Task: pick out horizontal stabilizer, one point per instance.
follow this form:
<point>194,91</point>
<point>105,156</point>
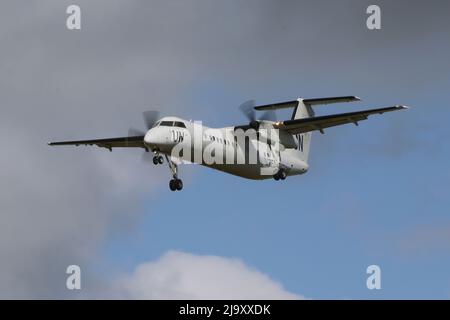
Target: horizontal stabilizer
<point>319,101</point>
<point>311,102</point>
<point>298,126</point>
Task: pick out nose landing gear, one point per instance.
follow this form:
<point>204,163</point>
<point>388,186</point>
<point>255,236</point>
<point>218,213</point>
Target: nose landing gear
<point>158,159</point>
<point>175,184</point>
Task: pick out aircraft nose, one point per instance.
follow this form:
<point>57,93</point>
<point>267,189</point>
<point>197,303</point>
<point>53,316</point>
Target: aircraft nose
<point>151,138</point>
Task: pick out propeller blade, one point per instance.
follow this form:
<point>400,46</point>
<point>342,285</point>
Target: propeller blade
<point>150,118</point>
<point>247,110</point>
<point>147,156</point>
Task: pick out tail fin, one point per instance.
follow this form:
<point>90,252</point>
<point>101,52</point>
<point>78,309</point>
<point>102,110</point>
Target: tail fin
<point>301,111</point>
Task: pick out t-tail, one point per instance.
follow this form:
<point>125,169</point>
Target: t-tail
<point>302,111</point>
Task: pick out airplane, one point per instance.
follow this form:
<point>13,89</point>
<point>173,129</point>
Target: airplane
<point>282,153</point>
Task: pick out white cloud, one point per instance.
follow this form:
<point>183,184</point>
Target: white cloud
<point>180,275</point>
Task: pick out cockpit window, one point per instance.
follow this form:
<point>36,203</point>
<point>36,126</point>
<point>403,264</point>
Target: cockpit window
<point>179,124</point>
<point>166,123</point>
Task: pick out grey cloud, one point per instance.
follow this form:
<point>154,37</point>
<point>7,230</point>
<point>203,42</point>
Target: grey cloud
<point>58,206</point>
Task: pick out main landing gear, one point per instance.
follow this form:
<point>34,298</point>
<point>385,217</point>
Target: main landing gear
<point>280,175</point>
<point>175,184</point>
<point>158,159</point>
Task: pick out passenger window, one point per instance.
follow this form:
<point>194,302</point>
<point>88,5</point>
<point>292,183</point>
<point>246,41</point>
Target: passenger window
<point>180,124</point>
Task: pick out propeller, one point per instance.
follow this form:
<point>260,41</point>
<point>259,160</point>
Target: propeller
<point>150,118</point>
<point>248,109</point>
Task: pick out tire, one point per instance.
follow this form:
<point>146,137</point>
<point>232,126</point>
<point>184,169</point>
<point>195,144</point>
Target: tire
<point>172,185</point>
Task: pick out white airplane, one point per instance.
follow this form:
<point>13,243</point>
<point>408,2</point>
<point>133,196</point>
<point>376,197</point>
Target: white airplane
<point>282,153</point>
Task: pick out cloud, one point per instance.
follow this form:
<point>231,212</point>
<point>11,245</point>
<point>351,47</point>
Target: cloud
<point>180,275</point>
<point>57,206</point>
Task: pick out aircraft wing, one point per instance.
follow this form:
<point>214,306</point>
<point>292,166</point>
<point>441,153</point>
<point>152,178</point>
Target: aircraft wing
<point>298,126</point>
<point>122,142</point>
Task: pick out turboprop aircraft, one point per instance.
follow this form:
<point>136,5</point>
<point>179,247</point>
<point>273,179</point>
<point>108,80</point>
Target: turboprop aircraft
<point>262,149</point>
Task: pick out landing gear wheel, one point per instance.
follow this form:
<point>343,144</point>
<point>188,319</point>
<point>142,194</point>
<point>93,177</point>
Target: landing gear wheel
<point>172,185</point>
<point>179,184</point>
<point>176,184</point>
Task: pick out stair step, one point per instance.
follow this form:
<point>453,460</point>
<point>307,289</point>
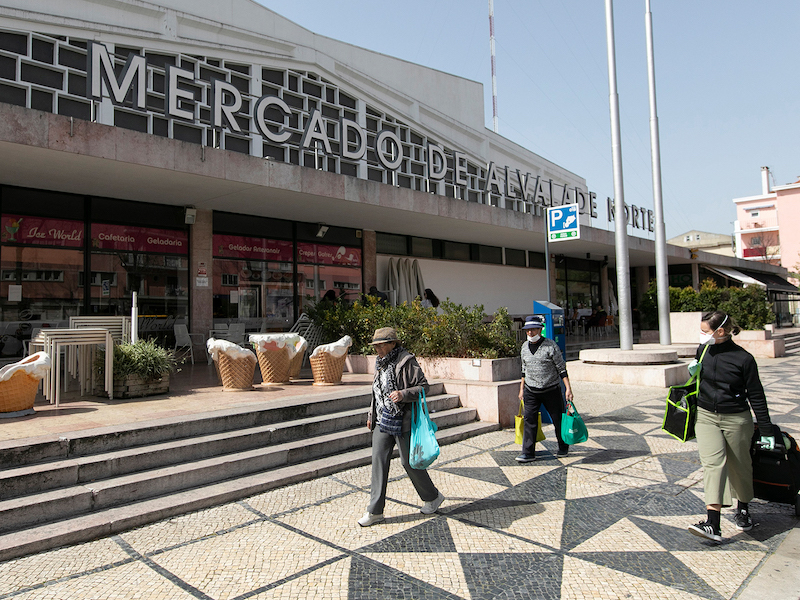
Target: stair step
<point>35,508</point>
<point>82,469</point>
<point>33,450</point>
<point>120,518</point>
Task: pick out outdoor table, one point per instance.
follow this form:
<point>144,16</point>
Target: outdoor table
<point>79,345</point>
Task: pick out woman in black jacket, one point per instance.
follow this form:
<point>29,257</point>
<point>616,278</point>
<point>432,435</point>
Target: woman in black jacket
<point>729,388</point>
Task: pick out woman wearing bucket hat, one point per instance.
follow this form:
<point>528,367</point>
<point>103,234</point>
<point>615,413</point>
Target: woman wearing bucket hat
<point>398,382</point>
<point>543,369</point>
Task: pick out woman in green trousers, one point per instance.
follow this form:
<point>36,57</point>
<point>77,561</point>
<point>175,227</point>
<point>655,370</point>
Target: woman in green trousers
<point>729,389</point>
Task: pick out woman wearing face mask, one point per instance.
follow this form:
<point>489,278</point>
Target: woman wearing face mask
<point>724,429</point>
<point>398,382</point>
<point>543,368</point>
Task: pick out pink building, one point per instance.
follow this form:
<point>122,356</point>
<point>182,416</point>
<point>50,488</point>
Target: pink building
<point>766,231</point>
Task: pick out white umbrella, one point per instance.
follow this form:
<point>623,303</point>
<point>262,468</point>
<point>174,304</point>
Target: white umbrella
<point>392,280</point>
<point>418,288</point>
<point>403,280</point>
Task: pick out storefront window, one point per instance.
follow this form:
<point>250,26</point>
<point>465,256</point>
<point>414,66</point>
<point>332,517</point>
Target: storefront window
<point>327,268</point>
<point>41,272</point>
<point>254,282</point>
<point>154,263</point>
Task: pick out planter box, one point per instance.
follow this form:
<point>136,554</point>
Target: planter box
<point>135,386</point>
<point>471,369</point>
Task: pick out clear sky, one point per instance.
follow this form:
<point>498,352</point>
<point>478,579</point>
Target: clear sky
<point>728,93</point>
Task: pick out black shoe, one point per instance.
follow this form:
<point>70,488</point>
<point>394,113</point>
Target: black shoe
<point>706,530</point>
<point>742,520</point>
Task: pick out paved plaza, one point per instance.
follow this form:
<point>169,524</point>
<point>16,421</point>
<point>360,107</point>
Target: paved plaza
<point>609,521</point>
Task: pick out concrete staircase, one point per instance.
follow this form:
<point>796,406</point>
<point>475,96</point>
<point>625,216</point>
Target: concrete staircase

▸ WORK REQUIRED
Reproduce all of the data above line for line without changing anything, and leave the pictures out.

▸ FINAL ANSWER
Task: pick out horizontal stabilizer, one point per instance.
follow this form:
<point>194,91</point>
<point>105,156</point>
Target: horizontal stabilizer
<point>319,101</point>
<point>311,102</point>
<point>298,126</point>
Task: pick out nose landing gear, one point per instance.
follow this form:
<point>204,163</point>
<point>388,186</point>
<point>255,236</point>
<point>218,213</point>
Target: nose landing gear
<point>158,159</point>
<point>175,184</point>
Task: pick out aircraft nose, one point per instance.
follow this form:
<point>57,93</point>
<point>267,189</point>
<point>197,303</point>
<point>53,316</point>
Target: aircraft nose
<point>151,138</point>
Task: pick out propeller blade, one point per instance.
follow this form:
<point>400,46</point>
<point>342,285</point>
Target: propeller blade
<point>150,118</point>
<point>247,110</point>
<point>147,156</point>
Task: pick out tail fin, one point per instance.
follow this form:
<point>90,252</point>
<point>101,52</point>
<point>78,309</point>
<point>102,110</point>
Target: tail fin
<point>301,111</point>
Task: pick out t-tail, one point per instance.
follow this form:
<point>125,169</point>
Target: t-tail
<point>302,111</point>
Task: pick out airplane, one point per instance.
follow this form:
<point>13,89</point>
<point>173,129</point>
Target: airplane
<point>282,153</point>
Task: pick out white cloud, one point per instance.
follow this form:
<point>183,184</point>
Target: white cloud
<point>180,275</point>
Task: pick out cockpit window, one point per instance.
follow this form:
<point>36,203</point>
<point>36,126</point>
<point>403,264</point>
Target: cockpit window
<point>179,124</point>
<point>166,123</point>
Task: pick out grey cloud, one point per instance.
follow this form:
<point>154,37</point>
<point>7,230</point>
<point>203,42</point>
Target: grey cloud
<point>58,206</point>
Task: pick out main landing gear, one point per instance.
follow this form:
<point>34,298</point>
<point>385,217</point>
Target: main landing gear
<point>280,175</point>
<point>175,184</point>
<point>158,159</point>
Task: pick out passenger window, one point per instance.
follow this form:
<point>194,302</point>
<point>88,5</point>
<point>292,183</point>
<point>246,41</point>
Target: passenger window
<point>180,124</point>
Task: pick out propeller, one point per instance.
follow this form:
<point>260,41</point>
<point>259,160</point>
Target: propeller
<point>150,118</point>
<point>248,109</point>
Task: pick out tire, one point per instance.
follow this form:
<point>146,137</point>
<point>232,126</point>
<point>184,169</point>
<point>195,144</point>
Target: tire
<point>172,185</point>
Task: pick out white airplane, one point per instance.
follow this form:
<point>13,243</point>
<point>408,2</point>
<point>133,196</point>
<point>376,197</point>
Target: white airplane
<point>282,153</point>
Task: pick out cloud, one point per instance.
follow this form:
<point>231,212</point>
<point>11,245</point>
<point>351,47</point>
Target: cloud
<point>180,275</point>
<point>57,206</point>
Task: pick out aircraft wing, one point per instance.
follow this form:
<point>214,306</point>
<point>292,166</point>
<point>441,153</point>
<point>152,178</point>
Target: aircraft wing
<point>298,126</point>
<point>122,142</point>
Task: pick out turboprop aircraft, one point per instance.
follow this form:
<point>136,5</point>
<point>179,247</point>
<point>273,179</point>
<point>108,80</point>
Target: turboprop aircraft
<point>262,149</point>
Task: pick out landing gear wheel, one point per instance.
follow this form:
<point>343,144</point>
<point>188,319</point>
<point>142,194</point>
<point>93,177</point>
Target: landing gear wheel
<point>172,185</point>
<point>179,184</point>
<point>176,184</point>
Task: pick out stair step, one point per instance.
follow this form:
<point>453,460</point>
<point>307,289</point>
Target: stair step
<point>35,508</point>
<point>82,469</point>
<point>33,450</point>
<point>120,518</point>
Task: pick out outdoor table, one point per instance.
follow this form:
<point>144,16</point>
Target: outdoor table
<point>79,345</point>
Task: pick out woman in black jacket, one point per instance.
follow this form:
<point>29,257</point>
<point>616,278</point>
<point>432,435</point>
Target: woman in black jacket
<point>729,388</point>
Task: pick out woman wearing bucket hat, one point per instance.
follow this form:
<point>528,367</point>
<point>103,234</point>
<point>615,413</point>
Target: woman wearing bucket hat
<point>398,382</point>
<point>543,369</point>
Task: pick out woman in green trousers, one point per instance.
follow this form:
<point>36,57</point>
<point>77,561</point>
<point>175,227</point>
<point>655,370</point>
Target: woman in green trousers
<point>729,389</point>
Task: pick out woman wearing face mask, one point per instance.
follow this form:
<point>489,278</point>
Target: woman wearing face mask
<point>724,429</point>
<point>398,382</point>
<point>543,368</point>
Task: pick out pink building, one point per instance.
follow this form:
<point>122,356</point>
<point>182,416</point>
<point>50,488</point>
Target: pink building
<point>766,231</point>
Task: pick out white umbrella, one point per instance.
follow this form:
<point>623,303</point>
<point>262,468</point>
<point>174,304</point>
Target: white umbrella
<point>392,280</point>
<point>418,288</point>
<point>403,280</point>
Task: pick out storefront window, one point per instance.
follow this form:
<point>250,26</point>
<point>465,256</point>
<point>414,66</point>
<point>332,517</point>
Target: storefront window
<point>327,268</point>
<point>41,272</point>
<point>254,282</point>
<point>154,263</point>
Task: pick out planter box, one point per instance.
follow this form:
<point>136,554</point>
Target: planter box
<point>135,386</point>
<point>471,369</point>
Task: pick out clear sky, one point per instance.
follow this form:
<point>498,352</point>
<point>478,579</point>
Target: clear sky
<point>728,93</point>
Task: pick out black shoe, one point per instance.
follow this form:
<point>70,488</point>
<point>394,113</point>
Target: black shoe
<point>706,530</point>
<point>742,520</point>
Task: pick out paved plaza, one point per instance.
follow this form:
<point>169,524</point>
<point>16,421</point>
<point>360,107</point>
Target: paved plaza
<point>609,521</point>
Task: pick out concrete staircase, one point per instance.
follow this form:
<point>796,406</point>
<point>475,96</point>
<point>625,216</point>
Target: concrete staircase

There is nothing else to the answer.